** start of RECORDS FOR THE TASK **
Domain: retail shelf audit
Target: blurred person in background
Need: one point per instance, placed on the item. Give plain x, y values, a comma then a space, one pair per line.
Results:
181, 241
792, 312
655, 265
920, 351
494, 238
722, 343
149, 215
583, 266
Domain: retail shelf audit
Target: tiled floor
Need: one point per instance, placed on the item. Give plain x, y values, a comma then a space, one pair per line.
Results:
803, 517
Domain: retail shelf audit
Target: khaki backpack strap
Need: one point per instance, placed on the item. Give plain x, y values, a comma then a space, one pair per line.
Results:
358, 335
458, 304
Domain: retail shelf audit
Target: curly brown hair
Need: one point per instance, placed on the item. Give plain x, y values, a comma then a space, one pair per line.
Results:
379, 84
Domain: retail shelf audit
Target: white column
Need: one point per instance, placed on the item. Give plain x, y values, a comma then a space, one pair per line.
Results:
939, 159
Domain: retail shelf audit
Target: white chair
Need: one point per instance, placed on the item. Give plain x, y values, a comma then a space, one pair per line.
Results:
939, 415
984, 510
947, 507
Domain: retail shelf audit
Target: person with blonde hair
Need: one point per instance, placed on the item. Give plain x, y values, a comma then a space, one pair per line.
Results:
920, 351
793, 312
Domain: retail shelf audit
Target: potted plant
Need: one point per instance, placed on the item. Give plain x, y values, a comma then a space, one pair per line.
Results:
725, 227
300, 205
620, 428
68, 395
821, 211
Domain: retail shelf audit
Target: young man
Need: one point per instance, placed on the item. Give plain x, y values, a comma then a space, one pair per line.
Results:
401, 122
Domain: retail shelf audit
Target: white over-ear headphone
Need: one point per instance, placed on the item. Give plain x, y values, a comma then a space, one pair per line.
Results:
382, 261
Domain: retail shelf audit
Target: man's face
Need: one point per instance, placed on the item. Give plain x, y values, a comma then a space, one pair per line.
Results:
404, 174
** end of RECORDS FOR THE TASK **
§ AIM
Collect every line of the items above that contains the word "person", matching case exactly.

§ ANSWER TO THIS EXERCISE
Target: blurred person in background
Target: person with blonde hair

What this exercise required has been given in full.